=== Passage ===

Spanish general (1880–1955)

Juan Vigón Suerodíaz, Marquis of Vigón (30 October 1880, Colunga – 25 May 1955, Madrid) was a Spanish general who fought in the Spanish Civil War for the Nationalist faction.

==Biography==
Vigón was born in Colunga, Asturias, Spain. Before the war he was chosen by King Alfonso XIII to educate his sons, which he did from November 1925 to 1930. At the beginning of the Second Spanish Republic (14 April 1931) he left the Spanish Army due to his monarchist sympathies. With just a brief return to the army during the Revolution of 1934, he kept out of the army, as lieutenant-colonel in reserve, until the Spanish Civil War broke out on 18 July 1936. In Argentina at the outbreak of the war, he returned to Spain where his first military position was as Chief of Staff of Colonel Alfonso Beorlegui Canet, in the Campaign of Gipuzkoa. Later on he was nominated as Staff Colonel during the Battle of Bilbao and was the architect of the War in the North as a member of the General Staff. He was awarded the Military Medal and became General after the War in the North, became commander's chief of staff at the Aragon Offensive. After the war he served as Minister of the Air Force, became Lieutenant-General and Chief of the Defence High Command (chief of staff of the Spanish Armed Forces) and, until his death at Madrid in 1955, president of the Nuclear Energy Board, and of the Aeronautical Technic National Institute. Franco granted him a posthumous marquisate.

=== Entries ===
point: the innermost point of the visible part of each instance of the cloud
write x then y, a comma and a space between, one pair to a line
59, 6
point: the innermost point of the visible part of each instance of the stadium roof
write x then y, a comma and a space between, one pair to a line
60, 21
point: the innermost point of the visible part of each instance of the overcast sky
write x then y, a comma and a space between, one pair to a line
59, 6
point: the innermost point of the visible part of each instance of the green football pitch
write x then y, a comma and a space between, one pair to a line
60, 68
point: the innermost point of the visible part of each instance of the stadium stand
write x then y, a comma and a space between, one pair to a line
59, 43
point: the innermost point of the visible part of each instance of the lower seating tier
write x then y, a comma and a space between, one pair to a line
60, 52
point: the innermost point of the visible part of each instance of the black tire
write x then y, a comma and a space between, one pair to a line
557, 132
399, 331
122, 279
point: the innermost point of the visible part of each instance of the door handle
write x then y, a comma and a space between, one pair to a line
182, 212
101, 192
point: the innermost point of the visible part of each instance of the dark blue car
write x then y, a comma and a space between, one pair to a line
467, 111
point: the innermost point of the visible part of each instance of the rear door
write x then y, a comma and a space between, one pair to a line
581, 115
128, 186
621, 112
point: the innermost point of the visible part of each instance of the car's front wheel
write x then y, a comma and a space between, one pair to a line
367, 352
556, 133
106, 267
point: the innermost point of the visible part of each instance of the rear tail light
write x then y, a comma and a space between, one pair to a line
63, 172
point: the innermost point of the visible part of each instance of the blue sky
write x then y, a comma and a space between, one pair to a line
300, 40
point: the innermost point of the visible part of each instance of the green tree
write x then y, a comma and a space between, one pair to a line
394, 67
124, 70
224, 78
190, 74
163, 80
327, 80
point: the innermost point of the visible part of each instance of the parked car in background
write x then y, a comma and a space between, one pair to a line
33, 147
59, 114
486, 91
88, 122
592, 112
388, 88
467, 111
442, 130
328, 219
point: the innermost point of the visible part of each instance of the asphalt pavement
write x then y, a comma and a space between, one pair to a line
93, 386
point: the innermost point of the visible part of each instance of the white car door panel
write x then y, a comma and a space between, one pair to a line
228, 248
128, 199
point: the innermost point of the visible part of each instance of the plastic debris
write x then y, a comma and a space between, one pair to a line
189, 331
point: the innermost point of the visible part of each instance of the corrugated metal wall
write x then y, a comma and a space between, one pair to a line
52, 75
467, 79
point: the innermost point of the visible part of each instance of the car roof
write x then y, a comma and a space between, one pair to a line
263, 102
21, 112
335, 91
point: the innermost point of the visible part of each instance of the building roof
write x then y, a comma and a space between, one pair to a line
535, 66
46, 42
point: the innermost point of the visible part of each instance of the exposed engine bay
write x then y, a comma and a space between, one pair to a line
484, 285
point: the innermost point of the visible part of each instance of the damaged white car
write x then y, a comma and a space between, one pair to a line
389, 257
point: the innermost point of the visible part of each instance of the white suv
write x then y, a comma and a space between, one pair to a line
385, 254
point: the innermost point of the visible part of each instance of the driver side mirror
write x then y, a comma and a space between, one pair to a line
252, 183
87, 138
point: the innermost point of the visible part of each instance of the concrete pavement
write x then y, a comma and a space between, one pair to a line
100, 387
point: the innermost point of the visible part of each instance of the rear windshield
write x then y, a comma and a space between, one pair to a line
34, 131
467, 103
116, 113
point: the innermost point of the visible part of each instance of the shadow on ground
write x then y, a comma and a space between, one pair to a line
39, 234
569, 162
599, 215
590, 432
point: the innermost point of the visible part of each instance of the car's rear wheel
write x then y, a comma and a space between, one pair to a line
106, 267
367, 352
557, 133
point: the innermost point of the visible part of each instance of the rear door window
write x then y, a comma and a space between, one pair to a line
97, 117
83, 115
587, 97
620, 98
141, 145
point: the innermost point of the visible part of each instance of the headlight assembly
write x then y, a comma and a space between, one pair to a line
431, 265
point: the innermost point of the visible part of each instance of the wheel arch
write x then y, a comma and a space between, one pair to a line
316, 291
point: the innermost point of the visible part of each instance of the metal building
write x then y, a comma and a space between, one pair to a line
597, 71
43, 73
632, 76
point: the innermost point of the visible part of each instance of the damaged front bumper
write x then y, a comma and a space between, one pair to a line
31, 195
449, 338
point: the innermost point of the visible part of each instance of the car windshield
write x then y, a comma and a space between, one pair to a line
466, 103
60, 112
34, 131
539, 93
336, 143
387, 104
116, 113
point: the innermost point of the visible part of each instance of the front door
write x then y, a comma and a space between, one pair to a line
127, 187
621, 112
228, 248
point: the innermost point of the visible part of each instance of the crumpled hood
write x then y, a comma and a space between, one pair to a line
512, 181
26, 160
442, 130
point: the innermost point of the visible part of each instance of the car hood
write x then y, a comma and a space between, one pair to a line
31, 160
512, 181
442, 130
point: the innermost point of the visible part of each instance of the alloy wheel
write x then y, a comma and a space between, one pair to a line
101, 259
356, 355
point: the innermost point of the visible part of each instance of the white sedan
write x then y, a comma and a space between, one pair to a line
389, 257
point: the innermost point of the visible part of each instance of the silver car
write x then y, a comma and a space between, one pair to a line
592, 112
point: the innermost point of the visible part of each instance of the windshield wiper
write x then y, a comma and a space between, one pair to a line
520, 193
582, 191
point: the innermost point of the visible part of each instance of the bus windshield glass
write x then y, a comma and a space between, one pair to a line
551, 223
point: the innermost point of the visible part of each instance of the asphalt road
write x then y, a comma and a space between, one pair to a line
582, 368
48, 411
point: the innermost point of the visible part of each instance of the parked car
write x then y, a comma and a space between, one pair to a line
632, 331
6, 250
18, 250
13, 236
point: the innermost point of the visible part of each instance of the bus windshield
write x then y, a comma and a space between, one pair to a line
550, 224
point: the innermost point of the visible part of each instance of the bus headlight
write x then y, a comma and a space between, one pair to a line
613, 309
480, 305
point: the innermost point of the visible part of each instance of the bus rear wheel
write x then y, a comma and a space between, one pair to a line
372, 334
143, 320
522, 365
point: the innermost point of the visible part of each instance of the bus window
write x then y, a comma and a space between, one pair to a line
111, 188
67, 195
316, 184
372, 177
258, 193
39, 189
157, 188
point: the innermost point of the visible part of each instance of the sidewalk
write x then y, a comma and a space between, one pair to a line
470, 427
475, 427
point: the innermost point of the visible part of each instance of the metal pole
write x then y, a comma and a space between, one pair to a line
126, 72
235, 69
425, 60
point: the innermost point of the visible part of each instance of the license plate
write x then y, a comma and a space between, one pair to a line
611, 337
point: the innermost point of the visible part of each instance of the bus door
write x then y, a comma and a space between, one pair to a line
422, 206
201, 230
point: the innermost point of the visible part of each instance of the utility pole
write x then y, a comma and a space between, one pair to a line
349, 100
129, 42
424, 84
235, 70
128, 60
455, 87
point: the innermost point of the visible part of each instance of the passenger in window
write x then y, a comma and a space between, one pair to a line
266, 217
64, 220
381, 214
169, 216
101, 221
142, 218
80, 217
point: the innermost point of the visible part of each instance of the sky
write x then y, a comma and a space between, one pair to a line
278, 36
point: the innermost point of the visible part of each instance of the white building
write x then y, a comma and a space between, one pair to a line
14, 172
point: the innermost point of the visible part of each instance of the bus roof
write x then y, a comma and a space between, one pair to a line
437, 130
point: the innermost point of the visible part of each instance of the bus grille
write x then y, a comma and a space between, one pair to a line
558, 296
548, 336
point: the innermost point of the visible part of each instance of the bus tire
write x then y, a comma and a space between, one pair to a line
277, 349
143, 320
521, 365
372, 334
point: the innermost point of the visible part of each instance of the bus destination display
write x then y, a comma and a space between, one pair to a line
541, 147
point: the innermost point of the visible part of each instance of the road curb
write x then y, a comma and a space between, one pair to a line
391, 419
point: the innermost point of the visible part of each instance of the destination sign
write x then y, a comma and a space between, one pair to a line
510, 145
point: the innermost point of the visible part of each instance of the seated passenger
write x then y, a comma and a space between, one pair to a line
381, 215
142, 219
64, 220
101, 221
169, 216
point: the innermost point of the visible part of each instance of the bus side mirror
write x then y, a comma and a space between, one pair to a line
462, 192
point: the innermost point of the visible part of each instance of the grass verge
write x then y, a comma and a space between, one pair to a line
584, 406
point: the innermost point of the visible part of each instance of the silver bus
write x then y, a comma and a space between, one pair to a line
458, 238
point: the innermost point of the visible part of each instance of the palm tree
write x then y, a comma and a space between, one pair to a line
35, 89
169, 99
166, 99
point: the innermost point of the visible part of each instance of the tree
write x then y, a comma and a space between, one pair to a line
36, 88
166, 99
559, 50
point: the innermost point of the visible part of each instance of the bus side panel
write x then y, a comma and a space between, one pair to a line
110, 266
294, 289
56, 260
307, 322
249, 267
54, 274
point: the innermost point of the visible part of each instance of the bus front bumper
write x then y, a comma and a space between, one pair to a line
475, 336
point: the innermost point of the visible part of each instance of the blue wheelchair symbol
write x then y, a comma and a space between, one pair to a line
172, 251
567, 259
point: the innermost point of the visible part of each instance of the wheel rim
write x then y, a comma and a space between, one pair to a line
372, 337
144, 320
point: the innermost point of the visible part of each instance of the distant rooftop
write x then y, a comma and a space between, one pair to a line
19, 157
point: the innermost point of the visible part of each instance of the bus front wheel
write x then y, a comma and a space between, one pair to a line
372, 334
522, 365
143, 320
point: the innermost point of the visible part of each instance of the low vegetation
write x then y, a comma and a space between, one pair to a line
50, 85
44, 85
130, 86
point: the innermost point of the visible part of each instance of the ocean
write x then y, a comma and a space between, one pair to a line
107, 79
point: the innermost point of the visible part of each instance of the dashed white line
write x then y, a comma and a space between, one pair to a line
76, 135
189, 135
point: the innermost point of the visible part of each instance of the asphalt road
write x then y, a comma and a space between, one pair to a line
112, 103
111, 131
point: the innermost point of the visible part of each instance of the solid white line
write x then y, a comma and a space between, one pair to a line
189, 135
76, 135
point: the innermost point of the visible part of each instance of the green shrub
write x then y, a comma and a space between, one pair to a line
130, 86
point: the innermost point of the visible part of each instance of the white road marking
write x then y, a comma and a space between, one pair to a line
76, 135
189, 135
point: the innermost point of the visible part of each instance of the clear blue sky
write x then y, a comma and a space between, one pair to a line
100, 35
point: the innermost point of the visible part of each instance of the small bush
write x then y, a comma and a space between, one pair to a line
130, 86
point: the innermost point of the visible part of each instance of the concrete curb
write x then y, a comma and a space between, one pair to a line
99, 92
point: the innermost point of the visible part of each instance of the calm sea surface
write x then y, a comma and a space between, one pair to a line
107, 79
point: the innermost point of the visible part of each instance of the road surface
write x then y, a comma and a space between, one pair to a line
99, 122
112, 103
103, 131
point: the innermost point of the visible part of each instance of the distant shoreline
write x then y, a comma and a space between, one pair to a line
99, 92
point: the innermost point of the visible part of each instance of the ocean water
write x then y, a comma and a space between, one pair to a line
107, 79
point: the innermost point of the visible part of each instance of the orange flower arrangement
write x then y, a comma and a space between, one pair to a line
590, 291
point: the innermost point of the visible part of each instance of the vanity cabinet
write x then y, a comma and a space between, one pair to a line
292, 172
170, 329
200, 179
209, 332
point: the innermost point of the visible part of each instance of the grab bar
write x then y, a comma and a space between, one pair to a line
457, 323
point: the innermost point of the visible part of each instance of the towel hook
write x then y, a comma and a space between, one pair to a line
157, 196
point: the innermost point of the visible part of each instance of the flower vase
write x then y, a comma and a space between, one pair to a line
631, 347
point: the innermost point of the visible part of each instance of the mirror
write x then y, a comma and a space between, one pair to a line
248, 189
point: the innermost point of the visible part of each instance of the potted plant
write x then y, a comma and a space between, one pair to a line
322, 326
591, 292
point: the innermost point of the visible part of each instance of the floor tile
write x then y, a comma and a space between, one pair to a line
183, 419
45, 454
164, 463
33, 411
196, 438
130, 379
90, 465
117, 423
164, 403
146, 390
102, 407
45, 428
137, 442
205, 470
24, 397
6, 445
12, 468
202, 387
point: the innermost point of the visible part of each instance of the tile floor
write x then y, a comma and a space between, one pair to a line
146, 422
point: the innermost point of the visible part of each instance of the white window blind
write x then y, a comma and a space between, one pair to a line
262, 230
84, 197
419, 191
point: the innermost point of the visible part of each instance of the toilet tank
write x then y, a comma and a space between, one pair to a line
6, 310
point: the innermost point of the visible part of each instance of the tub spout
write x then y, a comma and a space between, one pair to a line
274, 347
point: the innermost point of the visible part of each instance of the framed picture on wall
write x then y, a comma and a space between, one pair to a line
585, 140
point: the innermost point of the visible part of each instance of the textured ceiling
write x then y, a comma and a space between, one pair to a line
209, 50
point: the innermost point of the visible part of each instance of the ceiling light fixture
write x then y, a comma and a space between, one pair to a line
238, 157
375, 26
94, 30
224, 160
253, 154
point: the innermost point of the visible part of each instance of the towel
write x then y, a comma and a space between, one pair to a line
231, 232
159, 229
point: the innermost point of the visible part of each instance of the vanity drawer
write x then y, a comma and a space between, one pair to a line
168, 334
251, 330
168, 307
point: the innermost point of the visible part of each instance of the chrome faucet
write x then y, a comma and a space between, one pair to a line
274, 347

=== Exercise description ===
Transcribe the passage on Juan Vigón between "Juan Vigón Suerodíaz, Marquis" and "the Nationalist faction.", inclusive.

=== Complete output ===
Juan Vigón Suerodíaz, Marquis of Vigón (30 October 1880, Colunga – 25 May 1955, Madrid) was a Spanish general who fought in the Spanish Civil War for the Nationalist faction.